About Me

My photo
Australian philosopher, literary critic, legal scholar, and professional writer. Based in Newcastle, NSW. My latest books are THE TYRANNY OF OPINION: CONFORMITY AND THE FUTURE OF LIBERALISM (2019) and AT THE DAWN OF A GREAT TRANSITION: THE QUESTION OF RADICAL ENHANCEMENT (2021).

Wednesday, June 03, 2015

Moon (2009), dir. by Duncan Jones - NOTE SPOILERS!

This British movie, directed by Duncan Jones and starring Sam Rockwell, has the trappings of a serious work of science fiction. The sets and machines show considerable realism for a story supposedly set on the Moon's surface, the pace moves rather slowly, and the mystery is solved gradually. There is relatively little violent action, and when two men fight the scuffle is clumsy and unspectacular.

Moon held my interest, despite the slow pacing, and I do recommend it to SF aficianados as one alternative to fare that depends on spectacle, special effects, and violent conflict. Nonetheless, it's a movie that ultimately fails to convince.

• • • • •

What you will do | In the movie review, which actor stars in the film?

Dataset excerpts on object pointing |

• • • • •

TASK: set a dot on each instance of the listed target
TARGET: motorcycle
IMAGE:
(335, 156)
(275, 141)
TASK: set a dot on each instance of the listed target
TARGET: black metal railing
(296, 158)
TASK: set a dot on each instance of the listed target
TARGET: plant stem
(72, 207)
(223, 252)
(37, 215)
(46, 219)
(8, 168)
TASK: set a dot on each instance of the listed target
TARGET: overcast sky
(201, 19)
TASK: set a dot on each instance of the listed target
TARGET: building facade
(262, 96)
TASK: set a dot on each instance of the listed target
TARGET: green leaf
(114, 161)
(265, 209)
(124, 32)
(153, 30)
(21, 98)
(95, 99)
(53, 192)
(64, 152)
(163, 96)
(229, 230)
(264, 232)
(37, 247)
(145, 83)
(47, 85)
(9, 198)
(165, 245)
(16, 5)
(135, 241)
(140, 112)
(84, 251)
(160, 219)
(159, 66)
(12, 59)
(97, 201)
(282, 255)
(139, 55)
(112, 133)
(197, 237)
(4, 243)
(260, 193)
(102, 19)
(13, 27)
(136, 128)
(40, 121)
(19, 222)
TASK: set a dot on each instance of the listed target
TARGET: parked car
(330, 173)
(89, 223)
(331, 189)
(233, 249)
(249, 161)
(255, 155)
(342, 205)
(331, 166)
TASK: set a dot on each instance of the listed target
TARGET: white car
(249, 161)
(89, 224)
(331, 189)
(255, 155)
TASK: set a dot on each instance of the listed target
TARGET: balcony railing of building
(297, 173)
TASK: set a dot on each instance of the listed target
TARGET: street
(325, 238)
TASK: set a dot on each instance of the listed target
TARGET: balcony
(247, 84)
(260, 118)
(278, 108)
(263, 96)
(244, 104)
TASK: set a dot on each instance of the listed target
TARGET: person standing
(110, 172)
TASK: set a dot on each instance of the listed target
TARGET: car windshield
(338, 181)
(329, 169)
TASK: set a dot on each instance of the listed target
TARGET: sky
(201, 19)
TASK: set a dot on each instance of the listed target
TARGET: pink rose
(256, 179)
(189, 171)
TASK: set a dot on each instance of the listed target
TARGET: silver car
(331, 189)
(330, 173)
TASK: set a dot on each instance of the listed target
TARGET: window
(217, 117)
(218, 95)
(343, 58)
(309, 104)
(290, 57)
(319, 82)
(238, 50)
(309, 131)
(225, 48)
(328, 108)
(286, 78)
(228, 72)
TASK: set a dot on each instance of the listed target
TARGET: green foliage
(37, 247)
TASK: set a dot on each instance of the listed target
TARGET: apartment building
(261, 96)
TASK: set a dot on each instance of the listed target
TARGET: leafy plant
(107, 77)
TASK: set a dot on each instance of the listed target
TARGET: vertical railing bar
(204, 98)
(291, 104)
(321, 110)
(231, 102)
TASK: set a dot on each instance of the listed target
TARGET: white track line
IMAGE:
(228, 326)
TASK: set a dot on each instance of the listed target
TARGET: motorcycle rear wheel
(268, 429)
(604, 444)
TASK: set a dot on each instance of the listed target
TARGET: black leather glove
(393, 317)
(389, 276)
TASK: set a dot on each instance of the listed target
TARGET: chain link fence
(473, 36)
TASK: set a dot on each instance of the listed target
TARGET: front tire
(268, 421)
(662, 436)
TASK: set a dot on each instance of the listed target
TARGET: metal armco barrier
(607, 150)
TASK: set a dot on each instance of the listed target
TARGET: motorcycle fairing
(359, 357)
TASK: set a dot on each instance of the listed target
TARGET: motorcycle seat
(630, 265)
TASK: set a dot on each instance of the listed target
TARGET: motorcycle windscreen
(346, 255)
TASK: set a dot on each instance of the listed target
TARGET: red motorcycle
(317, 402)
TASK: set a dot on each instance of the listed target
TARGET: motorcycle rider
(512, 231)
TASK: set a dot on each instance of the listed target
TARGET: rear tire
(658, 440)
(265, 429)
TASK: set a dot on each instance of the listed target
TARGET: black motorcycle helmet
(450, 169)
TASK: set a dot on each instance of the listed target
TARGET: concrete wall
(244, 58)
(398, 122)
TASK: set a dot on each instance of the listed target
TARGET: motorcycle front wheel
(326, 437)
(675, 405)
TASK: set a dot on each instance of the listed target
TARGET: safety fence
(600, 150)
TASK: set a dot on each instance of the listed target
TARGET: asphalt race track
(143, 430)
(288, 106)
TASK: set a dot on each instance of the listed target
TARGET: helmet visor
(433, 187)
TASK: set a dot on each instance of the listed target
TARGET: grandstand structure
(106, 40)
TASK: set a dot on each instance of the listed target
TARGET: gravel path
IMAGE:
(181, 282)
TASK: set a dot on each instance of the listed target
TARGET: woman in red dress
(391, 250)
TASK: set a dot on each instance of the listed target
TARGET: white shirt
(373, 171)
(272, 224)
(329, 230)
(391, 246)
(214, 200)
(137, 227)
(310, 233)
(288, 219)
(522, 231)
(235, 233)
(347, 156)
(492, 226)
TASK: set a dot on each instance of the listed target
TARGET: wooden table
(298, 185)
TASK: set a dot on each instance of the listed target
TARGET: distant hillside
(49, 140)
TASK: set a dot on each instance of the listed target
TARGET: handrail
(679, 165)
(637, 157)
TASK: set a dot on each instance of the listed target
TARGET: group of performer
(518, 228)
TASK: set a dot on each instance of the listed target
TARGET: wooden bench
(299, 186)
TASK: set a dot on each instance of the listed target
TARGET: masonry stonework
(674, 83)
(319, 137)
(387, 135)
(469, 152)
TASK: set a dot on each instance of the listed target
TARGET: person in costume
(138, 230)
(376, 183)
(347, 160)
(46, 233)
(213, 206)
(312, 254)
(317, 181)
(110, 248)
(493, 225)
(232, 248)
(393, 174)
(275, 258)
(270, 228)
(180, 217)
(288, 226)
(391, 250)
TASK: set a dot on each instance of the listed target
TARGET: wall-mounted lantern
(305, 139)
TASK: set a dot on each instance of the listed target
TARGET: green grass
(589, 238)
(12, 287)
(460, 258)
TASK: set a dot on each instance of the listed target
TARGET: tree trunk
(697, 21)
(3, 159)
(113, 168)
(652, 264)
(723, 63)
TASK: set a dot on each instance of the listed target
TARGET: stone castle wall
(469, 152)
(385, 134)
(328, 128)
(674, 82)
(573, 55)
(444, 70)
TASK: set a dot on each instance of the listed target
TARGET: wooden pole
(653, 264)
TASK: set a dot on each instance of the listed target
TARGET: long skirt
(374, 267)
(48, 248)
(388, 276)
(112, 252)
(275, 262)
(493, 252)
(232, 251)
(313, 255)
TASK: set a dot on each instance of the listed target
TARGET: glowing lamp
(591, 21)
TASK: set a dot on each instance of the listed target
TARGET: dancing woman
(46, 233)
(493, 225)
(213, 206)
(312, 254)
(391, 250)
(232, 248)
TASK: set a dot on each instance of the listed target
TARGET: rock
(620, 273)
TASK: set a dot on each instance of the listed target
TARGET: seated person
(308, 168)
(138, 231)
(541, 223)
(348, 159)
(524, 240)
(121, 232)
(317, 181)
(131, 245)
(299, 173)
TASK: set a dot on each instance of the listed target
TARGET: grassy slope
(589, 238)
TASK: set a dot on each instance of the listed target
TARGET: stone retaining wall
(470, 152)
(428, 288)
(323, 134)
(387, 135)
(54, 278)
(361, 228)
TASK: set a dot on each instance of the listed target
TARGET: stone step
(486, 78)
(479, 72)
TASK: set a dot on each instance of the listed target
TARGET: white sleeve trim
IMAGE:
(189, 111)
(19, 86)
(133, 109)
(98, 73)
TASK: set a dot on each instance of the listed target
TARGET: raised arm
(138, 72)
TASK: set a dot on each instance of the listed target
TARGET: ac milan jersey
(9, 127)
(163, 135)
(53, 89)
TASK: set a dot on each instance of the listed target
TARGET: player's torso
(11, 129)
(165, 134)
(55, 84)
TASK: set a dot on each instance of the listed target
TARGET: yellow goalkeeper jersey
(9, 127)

• • • • •

Answer to the problem | Sam Rockwell